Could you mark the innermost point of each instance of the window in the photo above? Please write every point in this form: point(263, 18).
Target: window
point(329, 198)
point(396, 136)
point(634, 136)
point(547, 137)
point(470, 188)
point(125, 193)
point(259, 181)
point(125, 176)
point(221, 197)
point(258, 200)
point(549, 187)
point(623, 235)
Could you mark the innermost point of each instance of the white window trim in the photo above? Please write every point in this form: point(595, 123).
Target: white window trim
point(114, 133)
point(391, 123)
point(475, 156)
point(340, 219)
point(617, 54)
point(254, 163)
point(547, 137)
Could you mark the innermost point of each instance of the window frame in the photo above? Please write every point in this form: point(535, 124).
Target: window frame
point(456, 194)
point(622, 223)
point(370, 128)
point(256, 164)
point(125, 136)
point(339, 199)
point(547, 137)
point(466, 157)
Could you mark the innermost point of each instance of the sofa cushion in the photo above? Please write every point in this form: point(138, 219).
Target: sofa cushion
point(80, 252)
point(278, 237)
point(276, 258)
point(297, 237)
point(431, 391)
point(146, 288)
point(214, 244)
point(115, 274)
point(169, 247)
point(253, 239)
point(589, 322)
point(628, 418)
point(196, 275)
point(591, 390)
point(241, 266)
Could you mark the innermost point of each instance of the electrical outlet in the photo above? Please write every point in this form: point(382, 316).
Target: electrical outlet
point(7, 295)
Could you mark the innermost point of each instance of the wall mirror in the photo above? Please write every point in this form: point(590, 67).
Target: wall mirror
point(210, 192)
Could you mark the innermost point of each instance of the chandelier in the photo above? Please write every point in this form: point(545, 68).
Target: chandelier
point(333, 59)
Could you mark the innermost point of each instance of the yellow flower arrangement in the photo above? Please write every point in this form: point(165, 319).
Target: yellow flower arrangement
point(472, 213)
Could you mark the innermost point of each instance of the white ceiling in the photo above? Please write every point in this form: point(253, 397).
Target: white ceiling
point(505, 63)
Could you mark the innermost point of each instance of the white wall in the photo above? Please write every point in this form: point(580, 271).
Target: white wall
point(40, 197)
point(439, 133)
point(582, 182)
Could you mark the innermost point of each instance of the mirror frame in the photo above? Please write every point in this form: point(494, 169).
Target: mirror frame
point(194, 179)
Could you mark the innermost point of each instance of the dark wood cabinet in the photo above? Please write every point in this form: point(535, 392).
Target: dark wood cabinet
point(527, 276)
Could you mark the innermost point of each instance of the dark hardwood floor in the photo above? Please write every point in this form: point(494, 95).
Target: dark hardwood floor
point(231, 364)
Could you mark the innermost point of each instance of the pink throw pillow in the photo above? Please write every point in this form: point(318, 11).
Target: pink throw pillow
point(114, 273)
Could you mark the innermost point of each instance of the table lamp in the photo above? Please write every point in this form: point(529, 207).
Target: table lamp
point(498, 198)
* * *
Rewrite the items from the line containing "form: point(595, 123)." through the line containing "point(466, 157)", inclusive, changing "window frame" to "window sash" and leaving everything else the same.

◆ **Exercise output**
Could you mark the innermost point of each instance of the white window trim in the photo above? Please write every point in this form: point(595, 123).
Target: white window trim
point(114, 133)
point(391, 123)
point(475, 156)
point(340, 219)
point(617, 54)
point(254, 163)
point(547, 137)
Could you mark the innermost point of each instance of the window sash in the photo above? Please write every point in this form: point(535, 124).
Target: window sash
point(456, 194)
point(622, 223)
point(370, 128)
point(256, 164)
point(125, 136)
point(339, 199)
point(547, 137)
point(466, 157)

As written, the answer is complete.